Quoted passage:
Run this, restart the process, and the deleted key comes back from the dead. _rebuild_index() scans every segment from the oldest, sees the alice=... record that is still sitting there under fsync, and helpfully puts it in the index. The delete was a lie. It existed only inside the running process's RAM and died with it.

You cannot fix this by rewriting the old record. You cannot fix it by poking a hole in the old segment. Append-only is a contract; the whole rest of the engine — compaction's liveness test, segmented backups, crash recovery — depends on it. So if you want delete to work, the contract forces a specific shape on the fix: a delete must itself be an append.

That append is called a tombstone.

The delete problem, stated plainly

A tombstone is a record that says, by its mere presence, "the key named here is deleted as of this point in the log." The machinery that reads the log must understand the marker. get() checks the index, finds an entry, opens the segment, reads the record, sees the tombstone byte, and returns None — just as if the key had never been written. Compaction sees the tombstone during its liveness scan and treats it as live (it still points to the tombstone) until it can prove that no older record for the same key survives anywhere in the store. Only then is it safe to drop.

Given information:
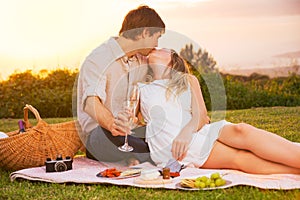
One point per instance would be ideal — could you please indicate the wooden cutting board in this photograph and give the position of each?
(158, 181)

Parts of the exercise:
a) Answer these questions about the passage on tombstones, one per line:
(i) Which segments does _rebuild_index() scan, and starting from which one?
(ii) Which three parts of the engine does the text say depend on the append-only contract?
(iii) What does get() return after it reads a record containing the tombstone byte?
b) Print the section of the passage on tombstones that starts at the words "A tombstone is" and ends after the words "safe to drop.".
The material shown here was taken from a different source than the text.

Task solutions:
a)
(i) It scans every segment, starting from the oldest.
(ii) Compaction's liveness test, segmented backups, and crash recovery.
(iii) It returns None.

b)
A tombstone is a record that says, by its mere presence, "the key named here is deleted as of this point in the log." The machinery that reads the log must understand the marker. get() checks the index, finds an entry, opens the segment, reads the record, sees the tombstone byte, and returns None — just as if the key had never been written. Compaction sees the tombstone during its liveness scan and treats it as live (it still points to the tombstone) until it can prove that no older record for the same key survives anywhere in the store. Only then is it safe to drop.